Ausgewählter Text

************

Für die CDU war dies ein wichtiges Argument für ihre Forderung, die
Früheinschulung, die 2006 von Rot-Rot zusammen mit JÜL eingeführt worden
war, zurückzunehmen. Erst im Dezember hatte Fraktionschef Florian Graf eine
repräsentative Umfrage vorgestellt, nach der eine Mehrheit der Berliner
Eltern dafür sei, Kinder erst mit sechs Jahren in die Schule zu schicken.
Allerdings hatte die CDU den 31. Juli als Stichtag gefordert – der 30.
September ist ein Kompromiss, den vor einiger Zeit die Grünen ins Spiel
gebracht hatten.
Entsprechend zufrieden zeigte sich am Freitag die bildungspolitische
Sprecherin der Fraktion, Stefanie Remlinger: „Wir begrüßen das als
moderaten Mittelweg“, sagte die Grüne der taz. Nach ihrer Einschätzung ist
der damit verbundene Mehrbedarf an Kita-Plätzen zu stemmen.
Bei der Bildungsverwaltung hat man noch gar nicht ausgerechnet, wie viele
Kita-Plätze fehlen, wenn etwa ein Viertel eines Schuljahrgangs länger in
der Kita bleibt als bislang. „Wir müssen gucken, wie sich die neue Regelung
auswirkt, dann werden wir den Kita-Ausbau entsprechend anpassen“, sagte der
Sprecher von Bildungssenatorin Sandra Scheres (SPD) für Kita-Belange, Ilja
Koschembar.
Zu diesem Punkt beschloss Rot-Schwarz, in den kommenden zwei Jahren 10.000
weitere Kita-Plätze zu schaffen. Kostenpunkt: rund 20 Millionen Euro. Der
Mehrbedarf an Kita-Plätzen war bislang ein zentrales Argument von Scheres
gegen die Rücknahme der Frühförderung. Mit der Übergangsregelung habe man
nun aber genügend Zeit, die Kita-Infrastruktur auszubauen, so Beate
Stoffers, Scheres Sprecherin für den Schul-Bereich.
Dass die SPD in diesem Punkt eingelenkt hat, beruht offenbar auf einem
Gegengeschäft: Die CDU stimmte dafür am Donnerstag wie erwartet der so
genannten Umwandlungsverbotsverordnung zu, die es erschweren soll, aus
Mietwohnungen Eigentumswohnungen zu machen.

************

Angezeigte Informationen
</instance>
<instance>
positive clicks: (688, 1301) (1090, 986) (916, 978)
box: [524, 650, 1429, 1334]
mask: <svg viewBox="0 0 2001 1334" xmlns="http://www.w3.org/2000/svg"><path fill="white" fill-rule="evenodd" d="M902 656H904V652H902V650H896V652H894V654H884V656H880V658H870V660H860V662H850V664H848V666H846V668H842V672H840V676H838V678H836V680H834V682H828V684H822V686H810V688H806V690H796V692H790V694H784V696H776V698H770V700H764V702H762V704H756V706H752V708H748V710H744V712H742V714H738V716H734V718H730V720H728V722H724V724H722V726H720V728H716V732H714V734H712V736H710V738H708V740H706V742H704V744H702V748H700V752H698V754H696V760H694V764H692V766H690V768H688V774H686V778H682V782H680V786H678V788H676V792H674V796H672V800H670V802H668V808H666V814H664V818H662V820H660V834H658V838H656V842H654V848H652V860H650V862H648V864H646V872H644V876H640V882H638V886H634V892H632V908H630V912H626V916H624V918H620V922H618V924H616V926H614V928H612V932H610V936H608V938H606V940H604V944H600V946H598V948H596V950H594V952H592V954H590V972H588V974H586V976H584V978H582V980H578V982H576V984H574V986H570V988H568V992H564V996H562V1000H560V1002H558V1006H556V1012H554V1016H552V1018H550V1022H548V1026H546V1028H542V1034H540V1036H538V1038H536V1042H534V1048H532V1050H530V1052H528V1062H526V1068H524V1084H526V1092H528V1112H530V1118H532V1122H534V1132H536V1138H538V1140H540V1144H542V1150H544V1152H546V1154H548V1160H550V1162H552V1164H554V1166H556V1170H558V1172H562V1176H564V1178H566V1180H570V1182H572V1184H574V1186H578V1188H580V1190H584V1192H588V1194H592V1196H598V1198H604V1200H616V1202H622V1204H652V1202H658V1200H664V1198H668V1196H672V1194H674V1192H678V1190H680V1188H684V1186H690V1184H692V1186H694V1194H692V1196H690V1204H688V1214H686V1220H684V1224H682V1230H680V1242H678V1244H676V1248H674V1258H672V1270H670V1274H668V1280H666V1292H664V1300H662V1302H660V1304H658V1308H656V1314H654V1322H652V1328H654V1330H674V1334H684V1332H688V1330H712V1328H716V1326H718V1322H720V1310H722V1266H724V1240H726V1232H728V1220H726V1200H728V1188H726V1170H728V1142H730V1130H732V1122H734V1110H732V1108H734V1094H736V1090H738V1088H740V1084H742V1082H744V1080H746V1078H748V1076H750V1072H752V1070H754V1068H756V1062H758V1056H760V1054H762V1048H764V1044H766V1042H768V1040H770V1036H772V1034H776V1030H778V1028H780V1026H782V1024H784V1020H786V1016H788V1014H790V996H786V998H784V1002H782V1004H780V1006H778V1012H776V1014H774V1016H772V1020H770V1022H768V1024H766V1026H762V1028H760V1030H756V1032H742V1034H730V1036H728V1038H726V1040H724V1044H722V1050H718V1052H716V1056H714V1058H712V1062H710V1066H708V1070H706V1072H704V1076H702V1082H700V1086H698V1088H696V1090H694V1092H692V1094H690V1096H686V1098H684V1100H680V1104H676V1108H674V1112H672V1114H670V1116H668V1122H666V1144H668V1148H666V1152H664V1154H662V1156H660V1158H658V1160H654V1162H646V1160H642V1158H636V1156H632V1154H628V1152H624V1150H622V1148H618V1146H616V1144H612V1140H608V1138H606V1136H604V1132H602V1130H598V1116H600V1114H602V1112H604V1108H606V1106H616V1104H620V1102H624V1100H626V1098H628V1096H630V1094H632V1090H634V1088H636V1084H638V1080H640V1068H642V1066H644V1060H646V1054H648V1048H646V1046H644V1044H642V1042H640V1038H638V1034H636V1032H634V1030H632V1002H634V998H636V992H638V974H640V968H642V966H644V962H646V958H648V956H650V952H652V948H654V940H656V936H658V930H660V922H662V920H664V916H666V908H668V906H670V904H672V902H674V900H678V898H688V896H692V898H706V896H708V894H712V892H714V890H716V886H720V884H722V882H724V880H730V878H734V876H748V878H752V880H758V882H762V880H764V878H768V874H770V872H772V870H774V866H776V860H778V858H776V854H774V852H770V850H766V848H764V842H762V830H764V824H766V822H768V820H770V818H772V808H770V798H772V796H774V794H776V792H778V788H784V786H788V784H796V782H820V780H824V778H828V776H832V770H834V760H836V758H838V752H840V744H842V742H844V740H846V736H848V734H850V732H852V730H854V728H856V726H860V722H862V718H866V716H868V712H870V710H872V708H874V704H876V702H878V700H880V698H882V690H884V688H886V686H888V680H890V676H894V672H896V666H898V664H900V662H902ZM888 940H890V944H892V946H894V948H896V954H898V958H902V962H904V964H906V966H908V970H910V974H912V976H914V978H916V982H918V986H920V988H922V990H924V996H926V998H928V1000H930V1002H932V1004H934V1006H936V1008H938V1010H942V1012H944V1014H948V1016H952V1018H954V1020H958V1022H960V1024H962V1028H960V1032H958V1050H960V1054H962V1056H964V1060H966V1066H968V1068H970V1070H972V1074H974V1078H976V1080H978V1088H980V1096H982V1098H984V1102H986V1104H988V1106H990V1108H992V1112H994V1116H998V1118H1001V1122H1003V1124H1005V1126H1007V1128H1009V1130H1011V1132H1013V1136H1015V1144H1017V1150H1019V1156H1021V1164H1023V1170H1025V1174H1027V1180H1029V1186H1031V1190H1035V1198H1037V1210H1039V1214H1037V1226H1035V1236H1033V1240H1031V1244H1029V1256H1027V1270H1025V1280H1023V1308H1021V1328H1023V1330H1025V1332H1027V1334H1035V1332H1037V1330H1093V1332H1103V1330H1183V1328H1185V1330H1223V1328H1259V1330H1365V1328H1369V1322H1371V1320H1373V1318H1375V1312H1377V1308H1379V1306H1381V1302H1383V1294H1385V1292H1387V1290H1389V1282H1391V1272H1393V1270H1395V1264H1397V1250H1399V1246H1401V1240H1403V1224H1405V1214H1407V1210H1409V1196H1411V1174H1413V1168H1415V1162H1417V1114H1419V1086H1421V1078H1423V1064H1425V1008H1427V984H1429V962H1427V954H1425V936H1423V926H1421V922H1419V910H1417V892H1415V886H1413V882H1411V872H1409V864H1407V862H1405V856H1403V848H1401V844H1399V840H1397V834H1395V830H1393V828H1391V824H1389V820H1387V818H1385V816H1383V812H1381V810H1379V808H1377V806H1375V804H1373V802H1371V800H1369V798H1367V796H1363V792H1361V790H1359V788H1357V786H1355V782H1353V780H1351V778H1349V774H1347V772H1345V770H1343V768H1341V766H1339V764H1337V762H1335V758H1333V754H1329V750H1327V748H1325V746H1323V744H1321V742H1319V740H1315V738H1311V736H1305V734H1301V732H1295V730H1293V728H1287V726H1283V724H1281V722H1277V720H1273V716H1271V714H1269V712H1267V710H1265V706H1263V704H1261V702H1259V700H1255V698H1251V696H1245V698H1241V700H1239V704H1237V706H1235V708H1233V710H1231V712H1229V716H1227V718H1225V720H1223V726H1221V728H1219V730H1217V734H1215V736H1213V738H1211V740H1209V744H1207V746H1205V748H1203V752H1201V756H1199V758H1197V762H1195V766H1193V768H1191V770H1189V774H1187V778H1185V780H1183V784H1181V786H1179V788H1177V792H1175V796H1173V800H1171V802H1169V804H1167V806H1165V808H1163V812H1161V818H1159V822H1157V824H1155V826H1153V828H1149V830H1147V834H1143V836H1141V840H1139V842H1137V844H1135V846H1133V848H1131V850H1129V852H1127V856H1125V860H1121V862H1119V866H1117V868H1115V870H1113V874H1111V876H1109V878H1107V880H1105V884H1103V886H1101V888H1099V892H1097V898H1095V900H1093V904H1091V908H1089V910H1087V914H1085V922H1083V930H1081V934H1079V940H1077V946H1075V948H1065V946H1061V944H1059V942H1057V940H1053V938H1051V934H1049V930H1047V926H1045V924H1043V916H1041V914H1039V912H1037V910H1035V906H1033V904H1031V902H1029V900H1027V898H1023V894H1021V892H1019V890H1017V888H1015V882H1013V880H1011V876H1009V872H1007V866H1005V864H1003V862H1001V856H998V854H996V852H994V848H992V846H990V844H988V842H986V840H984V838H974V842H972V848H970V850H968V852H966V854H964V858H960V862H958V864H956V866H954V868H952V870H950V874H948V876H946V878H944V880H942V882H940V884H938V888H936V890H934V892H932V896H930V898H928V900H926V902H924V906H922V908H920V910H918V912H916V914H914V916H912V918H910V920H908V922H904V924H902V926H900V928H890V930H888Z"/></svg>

************

Aufgabenstellung
Wie viele zusätzliche Kita-Plätze beschloss Rot-Schwarz laut dem ausgewählten Text zu schaffen, und in welchem Zeitraum?

Lösung
10.000 weitere Kita-Plätze in den kommenden zwei Jahren.